#### [What to do]
Can you give these entries again, replacing "endpoint" with "service" and keeping everything else the same?

#### [Records supplied]

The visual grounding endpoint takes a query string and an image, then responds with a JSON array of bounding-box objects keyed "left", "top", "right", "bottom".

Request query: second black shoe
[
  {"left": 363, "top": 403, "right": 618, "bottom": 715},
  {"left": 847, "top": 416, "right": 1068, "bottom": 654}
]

#### [The solution]
The visual grounding service takes a query string and an image, then responds with a JSON array of bounding-box objects keyed "left", "top", "right", "bottom".

Request query: second black shoe
[
  {"left": 363, "top": 403, "right": 618, "bottom": 715},
  {"left": 847, "top": 416, "right": 1068, "bottom": 654}
]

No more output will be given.